• TASK BRIEF
Could you restate word for word every line from the one containing "Pick out the gray hair" to the end of the data below, pictures excluded?

━━━ DATASET RECORDS

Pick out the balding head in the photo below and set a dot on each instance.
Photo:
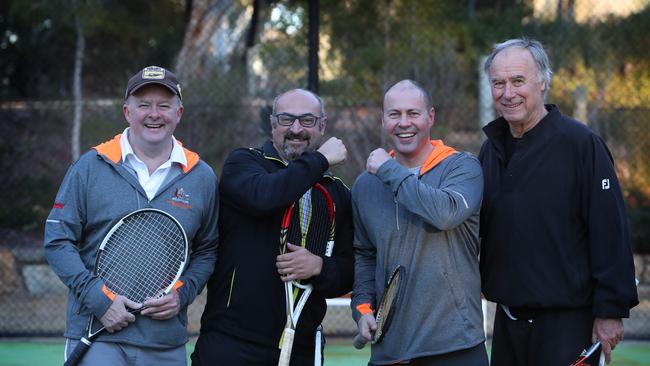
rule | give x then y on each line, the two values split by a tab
409	84
302	95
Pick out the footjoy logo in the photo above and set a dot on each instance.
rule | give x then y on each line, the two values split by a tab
605	184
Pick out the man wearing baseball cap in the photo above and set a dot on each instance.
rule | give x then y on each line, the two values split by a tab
143	167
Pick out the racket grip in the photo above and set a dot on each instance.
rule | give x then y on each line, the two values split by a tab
359	342
287	345
78	352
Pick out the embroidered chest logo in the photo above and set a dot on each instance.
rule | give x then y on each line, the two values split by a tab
604	184
180	199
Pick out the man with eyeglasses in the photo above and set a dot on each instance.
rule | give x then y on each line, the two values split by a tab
245	312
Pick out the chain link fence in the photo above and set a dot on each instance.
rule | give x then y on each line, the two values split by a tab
231	67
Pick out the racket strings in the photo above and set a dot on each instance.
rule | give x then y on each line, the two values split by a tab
140	255
387	303
312	229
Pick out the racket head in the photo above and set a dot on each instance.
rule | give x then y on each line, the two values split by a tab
386	308
311	222
143	255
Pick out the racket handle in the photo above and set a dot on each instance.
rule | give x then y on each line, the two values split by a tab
78	352
359	342
287	345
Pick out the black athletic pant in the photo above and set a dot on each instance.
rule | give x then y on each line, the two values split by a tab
219	349
541	338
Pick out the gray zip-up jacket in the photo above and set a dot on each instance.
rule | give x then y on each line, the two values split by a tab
96	192
429	225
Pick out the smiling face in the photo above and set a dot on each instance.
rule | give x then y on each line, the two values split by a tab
153	113
517	88
407	119
292	140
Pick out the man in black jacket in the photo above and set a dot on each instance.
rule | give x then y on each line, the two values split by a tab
555	250
245	312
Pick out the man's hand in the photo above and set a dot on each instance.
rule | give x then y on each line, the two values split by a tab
334	151
367	326
376	159
164	307
609	332
117	316
298	264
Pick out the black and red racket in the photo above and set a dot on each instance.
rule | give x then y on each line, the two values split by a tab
309	222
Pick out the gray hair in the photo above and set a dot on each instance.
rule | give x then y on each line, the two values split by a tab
536	50
320	101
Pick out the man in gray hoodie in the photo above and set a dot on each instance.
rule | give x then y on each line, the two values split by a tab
143	167
417	207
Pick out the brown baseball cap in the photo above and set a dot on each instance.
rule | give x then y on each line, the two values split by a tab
153	75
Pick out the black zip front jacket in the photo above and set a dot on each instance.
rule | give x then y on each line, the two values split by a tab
553	228
245	294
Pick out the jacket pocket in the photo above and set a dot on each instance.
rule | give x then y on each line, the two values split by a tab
231	287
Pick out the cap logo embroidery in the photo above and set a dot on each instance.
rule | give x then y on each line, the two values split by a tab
156	73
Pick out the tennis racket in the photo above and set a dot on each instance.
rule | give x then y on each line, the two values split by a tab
141	257
385	310
310	222
585	354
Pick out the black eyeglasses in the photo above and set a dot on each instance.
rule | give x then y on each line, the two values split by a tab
305	120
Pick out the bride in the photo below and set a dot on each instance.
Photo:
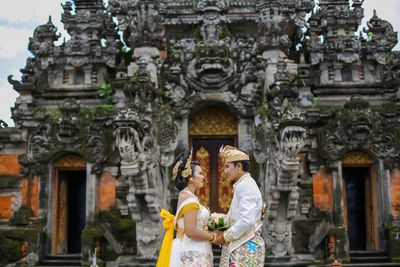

━━━━━━

• RESPONSE TO THIS TASK
Pick out the gray hair in the photo above and set a dot on each instance.
rule | give x then y on each line, the two values split by a tab
536	50
320	101
Pick out the man in gray hoodie in the photo above and set a dot on each instance.
rule | give x then y on each line, the two values split by a tab
143	167
417	207
Pick out the brown baseball cap in the photo above and set a dot on each instance.
rule | give x then y on each line, the two values split by a tab
153	75
Pick out the black zip front jacket in the photo above and set a dot on each instance.
rule | give x then y on each line, the two values split by a tab
553	228
245	294
Pick out the jacket pocket in the photo above and set a dot on each instance.
rule | give x then y on each line, the two values split by a tab
231	287
Pick out the cap logo embroidery in the photo above and set a dot on each instance.
rule | give x then y on each line, the two values split by a tab
156	73
Pick out the tennis racket in the photo above and set a dot on each instance.
rule | give x then y on each line, the two values split by a tab
141	257
385	310
310	222
585	354
Pick out the black eyeglasses in the photo above and set a dot on each instance.
rule | give x then y on each line, the two values split by a tab
305	120
Pick out the bride in the photo below and set a dot on each instance.
Photo:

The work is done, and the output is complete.